**AUSGEWÄHLTER TEXT:**
**********
Asphyxierende Thoraxdyplasie
Qualitätssicherung: Dipl.-Biol. Elke Löbel, Dr. rer nat. Frank Meyer
Letzte Aktualisierung am: 10. November 2021Dieser Artikel wurde unter Maßgabe medizinischer Fachliteratur und wissenschaftlicher Quellen geprüft.
Sie sind hier: Startseite Krankheiten Asphyxierende Thoraxdyplasie
Die asphyxierende Throaxdysplasie ist ein Kurzripp-Polydaktylie-Syndrom. Der schmale Thorax der Patienten verursacht meist eine thorakale Ateminsuffizienz. Falls die Betroffenen die ersten beiden Jahre überleben, reduziert sich das Sterberisiko für die Zukunft enorm.
Inhaltsverzeichnis |
Was ist eine Asphyxierende Thoraxdyplasie?
Die asphyxierende Thoraxdyplasie ist eine Skelettdysplasie aus der Gruppe der Kurzripp-Polydaktylie-Syndrome und wird auch Jeune-Syndrom genannt. Diese Bezeichnung geht auf den Kinderarzt M. Jeune zurück, der die Erscheinung 1954 erstmals beschrieben hat. Die angeborene Fehlbildung des Brustkorbs zählt zu den Ziliopathien. Ein bis fünf Betroffene auf 500 000 Neugeborene werden als Verhältnis für das Vorkommen angegeben.
Die Erkrankung ist erblich und äußerst sich in der Regel durch extrem kurze Rippen und einen äußerst schmalen Thorax. Multiple Organbeteiligungen können vorliegen, so zum Beispiel solche der Leber und der Bauchspeicheldrüse. Obwohl die Krankheit meist mit einem ungünstigen Verlauf verbunden ist, gibt es Ausnahmen von dieser Regel. Nach dem zweiten Lebensjahr ist das Schlimmste überstanden.
Ursachen
Die Skelettdysplasie Jeune-Syndrom wird im autosomal-rezessiven Erbgang vererbt. Das heißt, dass das betroffene Gen auf einem Autosom liegt. Ein dominantes Allel setzt sich in der Genetik immer gegenüber einem rezessiven Allel durch. Damit die Krankheit auf einem rezessiven Autosom tatsächlich zum Ausbruch kommt, müssen beide Partner zumindest ein rezessives Allel als Krankheitsträger haben. Das Jeune-Syndrom kann durch Mutationen unterschiedlicher Gene auftreten.
**********
Gesammelte Daten:

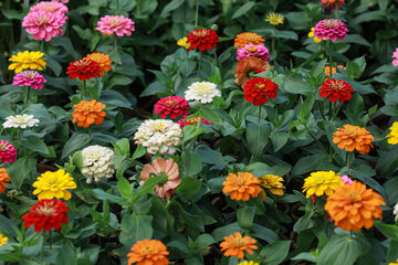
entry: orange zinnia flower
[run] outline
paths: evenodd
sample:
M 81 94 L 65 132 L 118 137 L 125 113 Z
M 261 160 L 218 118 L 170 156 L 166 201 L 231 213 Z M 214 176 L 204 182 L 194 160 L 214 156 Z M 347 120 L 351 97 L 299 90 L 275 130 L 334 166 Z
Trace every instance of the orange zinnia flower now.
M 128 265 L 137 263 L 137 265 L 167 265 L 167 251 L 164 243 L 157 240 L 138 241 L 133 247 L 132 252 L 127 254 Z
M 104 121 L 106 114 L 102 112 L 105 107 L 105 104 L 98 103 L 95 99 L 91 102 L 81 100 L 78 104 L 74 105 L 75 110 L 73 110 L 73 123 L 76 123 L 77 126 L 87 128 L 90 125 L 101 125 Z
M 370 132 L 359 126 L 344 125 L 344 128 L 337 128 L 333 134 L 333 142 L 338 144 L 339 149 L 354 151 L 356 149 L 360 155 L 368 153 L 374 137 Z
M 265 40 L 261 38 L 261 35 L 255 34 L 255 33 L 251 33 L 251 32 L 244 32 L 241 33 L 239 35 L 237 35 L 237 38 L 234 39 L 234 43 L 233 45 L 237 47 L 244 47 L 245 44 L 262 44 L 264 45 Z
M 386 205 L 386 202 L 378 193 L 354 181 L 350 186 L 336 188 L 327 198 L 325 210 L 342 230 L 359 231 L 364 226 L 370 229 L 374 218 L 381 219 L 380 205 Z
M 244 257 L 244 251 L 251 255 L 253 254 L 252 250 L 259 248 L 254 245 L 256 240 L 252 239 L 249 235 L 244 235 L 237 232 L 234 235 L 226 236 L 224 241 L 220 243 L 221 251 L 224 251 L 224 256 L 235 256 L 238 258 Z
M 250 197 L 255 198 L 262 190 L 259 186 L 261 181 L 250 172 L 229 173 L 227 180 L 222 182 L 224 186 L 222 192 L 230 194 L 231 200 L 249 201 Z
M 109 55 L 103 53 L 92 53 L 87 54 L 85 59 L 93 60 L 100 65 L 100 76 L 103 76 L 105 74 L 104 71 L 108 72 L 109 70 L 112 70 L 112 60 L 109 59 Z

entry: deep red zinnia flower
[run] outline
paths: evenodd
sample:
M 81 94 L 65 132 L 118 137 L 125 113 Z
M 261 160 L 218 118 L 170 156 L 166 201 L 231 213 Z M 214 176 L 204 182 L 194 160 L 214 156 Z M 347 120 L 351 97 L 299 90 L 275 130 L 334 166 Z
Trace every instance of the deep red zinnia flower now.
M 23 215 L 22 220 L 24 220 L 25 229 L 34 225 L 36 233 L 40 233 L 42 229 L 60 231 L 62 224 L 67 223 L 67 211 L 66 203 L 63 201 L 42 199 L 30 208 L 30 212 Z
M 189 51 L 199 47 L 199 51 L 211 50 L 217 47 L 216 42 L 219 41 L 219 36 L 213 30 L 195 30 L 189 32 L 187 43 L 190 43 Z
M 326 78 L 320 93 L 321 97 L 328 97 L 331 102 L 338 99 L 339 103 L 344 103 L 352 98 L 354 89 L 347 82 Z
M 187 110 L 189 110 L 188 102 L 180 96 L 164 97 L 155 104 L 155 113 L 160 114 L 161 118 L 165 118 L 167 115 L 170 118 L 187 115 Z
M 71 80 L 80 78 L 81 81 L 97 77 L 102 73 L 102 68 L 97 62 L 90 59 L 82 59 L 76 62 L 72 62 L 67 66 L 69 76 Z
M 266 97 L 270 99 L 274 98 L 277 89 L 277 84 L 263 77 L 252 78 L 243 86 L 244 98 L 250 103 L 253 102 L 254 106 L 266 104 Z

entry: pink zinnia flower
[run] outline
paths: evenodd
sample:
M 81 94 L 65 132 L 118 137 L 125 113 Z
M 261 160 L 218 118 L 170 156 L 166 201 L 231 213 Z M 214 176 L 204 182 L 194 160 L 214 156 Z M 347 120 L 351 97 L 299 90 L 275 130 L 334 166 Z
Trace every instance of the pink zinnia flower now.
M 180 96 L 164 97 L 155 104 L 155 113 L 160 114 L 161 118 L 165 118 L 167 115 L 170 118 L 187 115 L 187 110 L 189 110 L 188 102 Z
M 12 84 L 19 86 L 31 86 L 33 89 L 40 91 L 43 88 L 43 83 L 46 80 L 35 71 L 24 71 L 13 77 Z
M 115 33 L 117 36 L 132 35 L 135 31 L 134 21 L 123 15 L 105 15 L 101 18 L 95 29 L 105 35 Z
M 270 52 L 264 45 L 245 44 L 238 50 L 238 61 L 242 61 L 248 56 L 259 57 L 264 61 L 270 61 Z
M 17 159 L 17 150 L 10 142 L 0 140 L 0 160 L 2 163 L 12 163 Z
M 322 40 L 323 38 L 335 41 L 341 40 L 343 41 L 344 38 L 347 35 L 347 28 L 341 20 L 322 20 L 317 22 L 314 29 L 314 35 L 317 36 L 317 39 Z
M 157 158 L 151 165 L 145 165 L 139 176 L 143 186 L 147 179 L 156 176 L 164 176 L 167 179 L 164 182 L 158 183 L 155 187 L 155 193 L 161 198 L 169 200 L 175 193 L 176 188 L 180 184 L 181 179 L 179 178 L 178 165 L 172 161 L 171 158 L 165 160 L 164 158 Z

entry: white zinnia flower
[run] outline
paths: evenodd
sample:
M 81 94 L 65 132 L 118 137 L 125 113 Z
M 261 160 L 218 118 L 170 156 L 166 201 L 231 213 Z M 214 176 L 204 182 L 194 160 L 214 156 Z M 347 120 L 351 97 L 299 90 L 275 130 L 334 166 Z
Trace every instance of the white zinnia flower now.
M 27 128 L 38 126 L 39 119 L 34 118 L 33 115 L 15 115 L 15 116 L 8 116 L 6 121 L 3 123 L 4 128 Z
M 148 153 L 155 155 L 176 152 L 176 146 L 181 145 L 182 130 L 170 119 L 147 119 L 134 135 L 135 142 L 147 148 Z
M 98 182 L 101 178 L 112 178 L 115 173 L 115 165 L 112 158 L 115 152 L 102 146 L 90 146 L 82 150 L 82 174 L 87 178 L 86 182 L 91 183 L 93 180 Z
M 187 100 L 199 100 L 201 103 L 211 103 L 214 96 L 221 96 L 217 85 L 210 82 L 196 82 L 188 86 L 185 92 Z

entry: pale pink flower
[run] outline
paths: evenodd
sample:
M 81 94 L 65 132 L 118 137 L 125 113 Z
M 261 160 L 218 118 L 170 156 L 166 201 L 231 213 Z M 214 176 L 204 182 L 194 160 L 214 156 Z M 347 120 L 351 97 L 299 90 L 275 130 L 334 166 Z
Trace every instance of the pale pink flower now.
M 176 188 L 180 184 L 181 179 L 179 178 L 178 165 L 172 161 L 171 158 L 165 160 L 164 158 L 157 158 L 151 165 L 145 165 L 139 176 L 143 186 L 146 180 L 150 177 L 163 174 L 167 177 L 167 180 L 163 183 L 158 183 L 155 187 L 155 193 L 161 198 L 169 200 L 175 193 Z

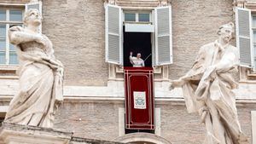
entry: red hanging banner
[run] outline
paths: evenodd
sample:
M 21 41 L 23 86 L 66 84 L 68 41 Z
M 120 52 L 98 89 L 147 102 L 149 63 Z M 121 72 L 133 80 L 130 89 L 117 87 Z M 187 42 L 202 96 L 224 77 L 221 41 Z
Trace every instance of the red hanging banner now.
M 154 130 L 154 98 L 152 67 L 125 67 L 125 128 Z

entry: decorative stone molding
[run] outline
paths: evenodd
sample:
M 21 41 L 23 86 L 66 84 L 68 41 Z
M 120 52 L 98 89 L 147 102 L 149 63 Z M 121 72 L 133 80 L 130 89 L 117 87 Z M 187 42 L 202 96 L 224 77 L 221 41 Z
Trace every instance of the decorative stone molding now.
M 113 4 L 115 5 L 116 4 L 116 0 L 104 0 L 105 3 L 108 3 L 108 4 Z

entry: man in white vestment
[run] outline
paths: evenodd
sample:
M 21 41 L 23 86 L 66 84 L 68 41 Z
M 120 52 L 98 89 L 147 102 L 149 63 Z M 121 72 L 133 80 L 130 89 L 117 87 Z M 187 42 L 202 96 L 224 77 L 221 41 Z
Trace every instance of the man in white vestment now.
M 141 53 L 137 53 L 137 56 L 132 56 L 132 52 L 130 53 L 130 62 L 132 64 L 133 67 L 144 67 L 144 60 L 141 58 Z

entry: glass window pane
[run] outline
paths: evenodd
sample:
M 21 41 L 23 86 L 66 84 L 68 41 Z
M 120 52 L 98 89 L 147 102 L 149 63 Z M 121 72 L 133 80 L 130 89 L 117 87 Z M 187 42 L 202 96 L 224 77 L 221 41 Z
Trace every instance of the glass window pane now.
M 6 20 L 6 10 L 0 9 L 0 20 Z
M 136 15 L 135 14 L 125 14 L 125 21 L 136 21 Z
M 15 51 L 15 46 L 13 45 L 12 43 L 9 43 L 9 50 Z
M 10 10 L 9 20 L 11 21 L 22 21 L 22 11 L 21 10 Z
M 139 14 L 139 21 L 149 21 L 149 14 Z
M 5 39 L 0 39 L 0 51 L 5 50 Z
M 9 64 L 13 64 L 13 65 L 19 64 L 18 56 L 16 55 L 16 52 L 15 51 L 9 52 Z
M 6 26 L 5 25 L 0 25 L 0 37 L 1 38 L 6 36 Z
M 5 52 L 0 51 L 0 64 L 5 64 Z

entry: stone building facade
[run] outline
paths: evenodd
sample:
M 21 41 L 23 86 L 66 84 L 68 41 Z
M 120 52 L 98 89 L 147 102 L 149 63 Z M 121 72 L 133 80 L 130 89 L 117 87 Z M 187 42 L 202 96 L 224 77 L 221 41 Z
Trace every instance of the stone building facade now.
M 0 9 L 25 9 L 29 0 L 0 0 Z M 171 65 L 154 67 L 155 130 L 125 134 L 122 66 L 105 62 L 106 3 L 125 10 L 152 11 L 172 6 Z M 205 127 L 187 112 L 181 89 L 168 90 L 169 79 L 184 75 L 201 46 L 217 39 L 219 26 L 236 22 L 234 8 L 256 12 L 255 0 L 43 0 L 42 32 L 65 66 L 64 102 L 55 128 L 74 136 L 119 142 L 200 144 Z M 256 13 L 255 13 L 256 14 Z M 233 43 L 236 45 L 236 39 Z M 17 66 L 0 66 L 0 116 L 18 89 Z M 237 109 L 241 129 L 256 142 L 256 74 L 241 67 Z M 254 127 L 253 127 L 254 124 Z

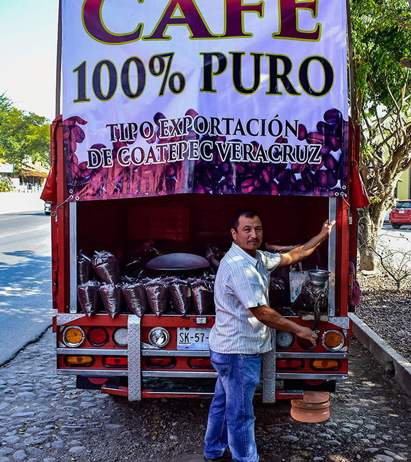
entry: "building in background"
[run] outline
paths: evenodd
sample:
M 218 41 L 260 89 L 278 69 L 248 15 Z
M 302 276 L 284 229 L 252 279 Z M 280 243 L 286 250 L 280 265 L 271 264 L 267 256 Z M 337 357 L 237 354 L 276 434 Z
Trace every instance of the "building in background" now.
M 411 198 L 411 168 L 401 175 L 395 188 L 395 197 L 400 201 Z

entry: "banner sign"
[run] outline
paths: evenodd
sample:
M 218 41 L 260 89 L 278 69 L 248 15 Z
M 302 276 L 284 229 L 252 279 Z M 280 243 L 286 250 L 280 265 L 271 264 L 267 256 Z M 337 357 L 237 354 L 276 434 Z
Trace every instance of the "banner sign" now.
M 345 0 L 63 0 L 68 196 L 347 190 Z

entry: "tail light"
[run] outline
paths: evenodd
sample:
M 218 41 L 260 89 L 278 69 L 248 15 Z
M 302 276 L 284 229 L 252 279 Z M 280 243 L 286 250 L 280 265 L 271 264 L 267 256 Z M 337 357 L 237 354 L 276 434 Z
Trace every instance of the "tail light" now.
**********
Schreib den Abschnitt des ausgewählten Textes zwischen "Die asphyxierende Thoraxdyplasie" und "das Vorkommen angegeben.", beide eingeschlossen, noch einmal ab. Tausche dabei "Kinderarzt" gegen "Mediziner".

Die asphyxierende Thoraxdyplasie ist eine Skelettdysplasie aus der Gruppe der Kurzripp-Polydaktylie-Syndrome und wird auch Jeune-Syndrom genannt. Diese Bezeichnung geht auf den Mediziner M. Jeune zurück, der die Erscheinung 1954 erstmals beschrieben hat. Die angeborene Fehlbildung des Brustkorbs zählt zu den Ziliopathien. Ein bis fünf Betroffene auf 500 000 Neugeborene werden als Verhältnis für das Vorkommen angegeben.